*** Source document Section Begins ***

3. Percy Sledge
Everyone has either swooned or cried to the song “When A Man Loves A Woman,” all thanks to this crooner’s debut. Sadly, he died on April 14 at the age of 74 from liver cancer. Not only has his huge hit been able to stand the test of time, but it was the first chart topper from Muscle Shoals, the city home to the Alabama music scene, according to Rolling Stone. He was inducted into the Rock and Roll Hall of Fame in 2005 and received the Rhythm & Blues Foundation’s Career Achievement Award in 1989.
4. B.B. King
The bluesman died May 14 after being hospitalized from dehydration and exhaustion at the age of 89. He popularized electric blues, won 15 Grammy awards, and was inducted into the Rock and Roll Hall of Fame in 1987. He named every guitar he owned Lucille after a woman he came across while performing in a club. His first number one hit was “3 O’Clock Blues,” and he had many more afterward. He also opened up a BB King’s Blues Club in Memphis in 1991 before making more throughout the country.
5. Scott Weiland
The Stone Temple Pilots and Velvet Revolver frontman died from an accidental drug overdose on December 3 at the age of 48. He died while he was on tour with his band, according to CNN. Weiland was with Stone Temple Pilots during the grunge movement before they disbanded. He then went on to join Velvet Revolver with their debut album together being Contraband. He also went solo with his band, The Wildabouts, and wrote a memoir called “Not Dead & Not For Sale.”
6. Phil Taylor
Sadly, we lost two Motörhead members this year — the first one being drummer “Philthy Animal,” who died after struggling with an illness, at the age of 61 on November 11. The drummer performed with the iconic band, left in 1978, then rejoined in 1987. Between the break, the drummer performed with Web of Spider. Taylor, guitarist Eddie Clarke, and frontman Lemmy Kilmister performed together November 2014 in Birmingham, England.
7. A$AP Yams
The A$AP Mob founder was found dead on January 18 from accidental overdose at the age of 26. He was A$AP Rocky’s partner and helped him perfect the rapper’s sound. Yams then turned to Tumblr to blog about the upcoming rapper, and it led to him getting a major label contract and distribution deal, according to The New York Times. After the huge success Yams still acted as ambassador for the rapper by reaching out to other artists for Rocky.
8. Kim Fowley
The Runaways producer died after battling cancer at the age of 75. He pulled together the members of The Runaways — Joan Jett, Sandy West, Jackie Fox, and Cherie Currie — and produced their first album in 1976. The son of actor Douglas Fowley and actress Shelby Payne produced his first album for the Renegades in 1959. He went on to co-write songs on Kiss’s album, Destroyer, and worked with John Lennon, Paul Revere and the Raiders, and more. Later in his career, he made films called Golden Road to Nowhere and BlackRoomDoom.
9. Lesley Gore
The “It’s My Party” singer died of lung cancer at the age of 68 on February 16. After being discovered by Quincy Jones, the singer recorded many heartbreaking songs as a teenager, including “Judy’s Turn to Cry” and “You Don’t Own Me” all before she was 18. The latter was rerecorded by Joan Jett and was featured in the movie, The First Wives Club. She also acted appearing in the Batman television series and later got nominated for Academy Award for Fame. In 2005, she came out as gay and advocated for LGBT rights.
10. Holly Woodlawn
She wasn’t a singer or producer, but chances are you heard a certain song about her. The transgender muse was the inspiration for Lou Reed’s “Walk on the Wild Side.” She died at the age of 69 from cancer on December 6. She was not only the muse for that hit song, but she appeared in Andy Warhol and Paul Morrissey’s films. The actress continued working in small films and was recently in two episodes of Transparent as Vivian.

*** Source document Section Ends ***
*** Information supplied Section Begins ***

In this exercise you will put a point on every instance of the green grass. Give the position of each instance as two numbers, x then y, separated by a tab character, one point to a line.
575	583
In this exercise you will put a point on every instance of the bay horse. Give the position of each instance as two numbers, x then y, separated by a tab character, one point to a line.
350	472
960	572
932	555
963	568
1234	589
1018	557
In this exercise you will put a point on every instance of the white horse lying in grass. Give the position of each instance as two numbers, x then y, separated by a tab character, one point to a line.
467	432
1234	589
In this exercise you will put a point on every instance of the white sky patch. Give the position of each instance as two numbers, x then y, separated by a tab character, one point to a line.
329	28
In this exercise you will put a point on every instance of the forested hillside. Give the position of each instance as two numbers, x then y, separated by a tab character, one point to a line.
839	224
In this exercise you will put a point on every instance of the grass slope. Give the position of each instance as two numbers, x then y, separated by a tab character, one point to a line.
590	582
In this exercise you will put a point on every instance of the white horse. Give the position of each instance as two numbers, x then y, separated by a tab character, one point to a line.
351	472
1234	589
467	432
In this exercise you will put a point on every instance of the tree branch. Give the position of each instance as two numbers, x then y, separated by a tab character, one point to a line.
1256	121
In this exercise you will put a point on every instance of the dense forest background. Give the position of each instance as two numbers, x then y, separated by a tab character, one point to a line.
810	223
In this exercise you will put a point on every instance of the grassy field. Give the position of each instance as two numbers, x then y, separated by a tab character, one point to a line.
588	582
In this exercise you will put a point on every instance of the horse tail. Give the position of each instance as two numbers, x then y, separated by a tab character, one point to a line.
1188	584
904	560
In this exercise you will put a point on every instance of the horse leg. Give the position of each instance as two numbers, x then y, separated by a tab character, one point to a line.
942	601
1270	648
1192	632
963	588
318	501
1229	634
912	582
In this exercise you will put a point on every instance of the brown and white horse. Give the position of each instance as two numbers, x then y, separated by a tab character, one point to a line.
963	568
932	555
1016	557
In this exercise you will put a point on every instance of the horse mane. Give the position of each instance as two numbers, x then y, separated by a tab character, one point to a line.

*** Information supplied Section Ends ***

*What to work on*
Please output the passage of the piece on music figures who died, from "6. Phil Taylor" up to and including "in Birmingham, England.", word for word.

*Exercise answer*
6. Phil Taylor
Sadly, we lost two Motörhead members this year — the first one being drummer “Philthy Animal,” who died after struggling with an illness, at the age of 61 on November 11. The drummer performed with the iconic band, left in 1978, then rejoined in 1987. Between the break, the drummer performed with Web of Spider. Taylor, guitarist Eddie Clarke, and frontman Lemmy Kilmister performed together November 2014 in Birmingham, England.